> **Given task**: Each line from the one that contains "of the parked" to the end of the material must be set down exactly, and no line before it.

══ Rows

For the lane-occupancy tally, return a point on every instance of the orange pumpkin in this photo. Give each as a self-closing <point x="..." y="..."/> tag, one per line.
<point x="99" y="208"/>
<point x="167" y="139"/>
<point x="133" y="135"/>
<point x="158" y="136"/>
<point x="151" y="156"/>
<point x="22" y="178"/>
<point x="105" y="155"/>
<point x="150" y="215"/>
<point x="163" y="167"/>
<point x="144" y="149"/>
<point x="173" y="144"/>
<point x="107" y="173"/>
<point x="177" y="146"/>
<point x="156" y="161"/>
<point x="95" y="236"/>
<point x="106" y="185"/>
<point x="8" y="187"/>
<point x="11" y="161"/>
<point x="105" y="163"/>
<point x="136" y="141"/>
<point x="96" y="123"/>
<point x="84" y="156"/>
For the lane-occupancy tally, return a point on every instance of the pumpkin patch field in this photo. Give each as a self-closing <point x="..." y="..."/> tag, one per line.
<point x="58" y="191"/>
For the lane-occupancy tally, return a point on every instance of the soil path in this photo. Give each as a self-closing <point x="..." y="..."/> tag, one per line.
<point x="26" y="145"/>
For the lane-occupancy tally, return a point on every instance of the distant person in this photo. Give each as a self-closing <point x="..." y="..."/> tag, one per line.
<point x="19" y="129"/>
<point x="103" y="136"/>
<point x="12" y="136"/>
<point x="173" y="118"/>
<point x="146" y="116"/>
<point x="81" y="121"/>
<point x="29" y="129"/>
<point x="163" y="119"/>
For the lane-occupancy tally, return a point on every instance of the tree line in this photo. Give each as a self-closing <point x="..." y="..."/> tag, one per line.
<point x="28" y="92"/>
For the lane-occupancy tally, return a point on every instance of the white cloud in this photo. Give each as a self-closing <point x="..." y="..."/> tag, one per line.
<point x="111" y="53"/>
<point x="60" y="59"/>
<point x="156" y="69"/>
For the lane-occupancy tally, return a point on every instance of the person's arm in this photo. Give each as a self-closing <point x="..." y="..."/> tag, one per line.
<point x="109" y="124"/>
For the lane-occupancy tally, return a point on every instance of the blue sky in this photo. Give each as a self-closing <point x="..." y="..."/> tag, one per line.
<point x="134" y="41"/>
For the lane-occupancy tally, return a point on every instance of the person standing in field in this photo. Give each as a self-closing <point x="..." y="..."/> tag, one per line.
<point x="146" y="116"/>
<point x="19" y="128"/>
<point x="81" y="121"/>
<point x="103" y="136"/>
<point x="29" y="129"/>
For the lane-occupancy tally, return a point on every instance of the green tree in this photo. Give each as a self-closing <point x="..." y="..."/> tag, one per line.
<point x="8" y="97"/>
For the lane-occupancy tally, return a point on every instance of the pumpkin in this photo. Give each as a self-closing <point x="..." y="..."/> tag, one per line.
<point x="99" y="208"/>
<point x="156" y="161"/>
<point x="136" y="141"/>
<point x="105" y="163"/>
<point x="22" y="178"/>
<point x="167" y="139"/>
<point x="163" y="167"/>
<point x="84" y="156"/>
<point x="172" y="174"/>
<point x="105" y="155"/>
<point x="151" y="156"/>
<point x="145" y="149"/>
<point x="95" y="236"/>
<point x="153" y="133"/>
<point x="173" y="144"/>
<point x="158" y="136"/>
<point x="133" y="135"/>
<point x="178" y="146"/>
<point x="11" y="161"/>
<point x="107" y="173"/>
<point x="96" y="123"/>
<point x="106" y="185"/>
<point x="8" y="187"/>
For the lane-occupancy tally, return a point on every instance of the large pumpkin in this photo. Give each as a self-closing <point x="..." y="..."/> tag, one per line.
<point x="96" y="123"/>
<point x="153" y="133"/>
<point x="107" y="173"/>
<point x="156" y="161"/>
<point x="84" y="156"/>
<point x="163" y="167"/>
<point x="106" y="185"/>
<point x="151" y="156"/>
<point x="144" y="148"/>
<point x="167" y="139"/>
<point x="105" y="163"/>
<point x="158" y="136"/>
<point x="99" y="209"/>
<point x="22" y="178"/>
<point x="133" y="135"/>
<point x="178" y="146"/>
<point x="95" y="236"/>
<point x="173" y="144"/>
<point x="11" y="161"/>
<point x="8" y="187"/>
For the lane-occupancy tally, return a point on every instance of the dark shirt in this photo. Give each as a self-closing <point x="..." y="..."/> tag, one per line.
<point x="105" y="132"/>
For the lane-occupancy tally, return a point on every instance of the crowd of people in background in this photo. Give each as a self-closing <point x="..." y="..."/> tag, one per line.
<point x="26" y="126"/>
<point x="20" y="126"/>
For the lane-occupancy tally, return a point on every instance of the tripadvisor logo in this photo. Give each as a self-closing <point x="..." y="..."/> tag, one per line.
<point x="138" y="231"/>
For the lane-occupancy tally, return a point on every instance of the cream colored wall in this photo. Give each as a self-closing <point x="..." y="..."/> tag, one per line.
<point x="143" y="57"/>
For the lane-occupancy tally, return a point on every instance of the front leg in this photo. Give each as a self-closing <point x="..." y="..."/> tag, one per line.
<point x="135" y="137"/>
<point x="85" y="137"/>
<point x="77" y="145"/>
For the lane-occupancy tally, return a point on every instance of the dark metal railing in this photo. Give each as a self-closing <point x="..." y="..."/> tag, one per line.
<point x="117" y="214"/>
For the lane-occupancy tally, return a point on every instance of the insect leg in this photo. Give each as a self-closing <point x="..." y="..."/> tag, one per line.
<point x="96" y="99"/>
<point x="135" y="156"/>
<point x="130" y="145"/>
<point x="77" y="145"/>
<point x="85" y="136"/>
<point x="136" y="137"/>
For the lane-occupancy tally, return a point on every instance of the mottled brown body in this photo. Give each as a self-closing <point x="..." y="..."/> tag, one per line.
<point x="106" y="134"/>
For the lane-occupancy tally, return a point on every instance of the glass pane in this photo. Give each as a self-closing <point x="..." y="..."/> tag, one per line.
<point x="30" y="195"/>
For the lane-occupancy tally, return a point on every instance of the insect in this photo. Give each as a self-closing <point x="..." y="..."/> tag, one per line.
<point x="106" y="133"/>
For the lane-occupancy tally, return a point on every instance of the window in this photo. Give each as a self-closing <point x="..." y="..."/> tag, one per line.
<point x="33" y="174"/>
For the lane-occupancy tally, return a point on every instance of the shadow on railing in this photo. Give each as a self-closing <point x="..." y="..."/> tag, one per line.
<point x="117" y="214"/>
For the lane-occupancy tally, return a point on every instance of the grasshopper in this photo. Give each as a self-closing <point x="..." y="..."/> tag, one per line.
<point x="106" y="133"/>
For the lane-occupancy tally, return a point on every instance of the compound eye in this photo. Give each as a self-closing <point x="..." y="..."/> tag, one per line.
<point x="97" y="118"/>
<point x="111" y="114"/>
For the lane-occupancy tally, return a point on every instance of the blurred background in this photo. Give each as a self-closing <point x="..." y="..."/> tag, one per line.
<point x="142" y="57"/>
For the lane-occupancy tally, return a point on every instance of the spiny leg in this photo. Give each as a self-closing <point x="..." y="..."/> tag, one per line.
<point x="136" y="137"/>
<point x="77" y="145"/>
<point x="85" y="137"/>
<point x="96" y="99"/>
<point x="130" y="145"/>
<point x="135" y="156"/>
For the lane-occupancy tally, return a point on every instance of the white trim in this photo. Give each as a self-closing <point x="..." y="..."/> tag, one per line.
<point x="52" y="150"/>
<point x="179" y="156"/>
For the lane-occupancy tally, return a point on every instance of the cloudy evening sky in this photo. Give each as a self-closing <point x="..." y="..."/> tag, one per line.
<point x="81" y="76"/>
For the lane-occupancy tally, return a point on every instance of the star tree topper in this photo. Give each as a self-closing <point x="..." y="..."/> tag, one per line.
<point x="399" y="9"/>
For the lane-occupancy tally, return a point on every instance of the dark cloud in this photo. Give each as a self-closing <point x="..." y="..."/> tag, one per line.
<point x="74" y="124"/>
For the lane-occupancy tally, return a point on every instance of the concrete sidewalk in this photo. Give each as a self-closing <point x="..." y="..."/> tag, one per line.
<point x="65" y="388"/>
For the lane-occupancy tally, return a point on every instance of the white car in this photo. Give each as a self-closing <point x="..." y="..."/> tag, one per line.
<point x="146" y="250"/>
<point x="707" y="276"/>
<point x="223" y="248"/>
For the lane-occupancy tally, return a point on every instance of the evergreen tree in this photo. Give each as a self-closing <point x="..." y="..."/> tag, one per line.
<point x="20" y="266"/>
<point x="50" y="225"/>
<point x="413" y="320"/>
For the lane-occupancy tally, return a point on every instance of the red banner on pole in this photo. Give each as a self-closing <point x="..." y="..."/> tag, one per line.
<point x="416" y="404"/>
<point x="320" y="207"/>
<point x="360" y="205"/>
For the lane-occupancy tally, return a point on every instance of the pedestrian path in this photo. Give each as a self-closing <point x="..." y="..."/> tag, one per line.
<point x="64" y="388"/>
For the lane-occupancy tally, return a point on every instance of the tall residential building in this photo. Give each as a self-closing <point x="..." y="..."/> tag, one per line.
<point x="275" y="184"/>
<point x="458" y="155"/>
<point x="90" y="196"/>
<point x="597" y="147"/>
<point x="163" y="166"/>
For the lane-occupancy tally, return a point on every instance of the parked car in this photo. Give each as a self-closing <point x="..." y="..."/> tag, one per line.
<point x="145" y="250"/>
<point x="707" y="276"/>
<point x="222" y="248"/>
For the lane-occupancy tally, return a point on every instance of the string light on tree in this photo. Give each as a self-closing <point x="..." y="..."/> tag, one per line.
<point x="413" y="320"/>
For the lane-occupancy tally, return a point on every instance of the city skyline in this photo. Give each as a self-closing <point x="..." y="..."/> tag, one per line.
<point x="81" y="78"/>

════

> **Completed exercise**:
For the lane-occupancy tally, return a point on every instance of the parked car in this photo. Give each as a self-closing <point x="..." y="..."/> tag, one per line.
<point x="145" y="250"/>
<point x="707" y="276"/>
<point x="222" y="248"/>
For the lane-occupancy tally, return a point on every instance of the string light on tree in this photo. Give each as a self-closing <point x="..." y="..."/> tag, one per line.
<point x="413" y="320"/>
For the lane-occupancy tally, return a point on every instance of the city skyline in this photo. Give each as a self-closing <point x="..." y="..."/> tag, one per line.
<point x="81" y="78"/>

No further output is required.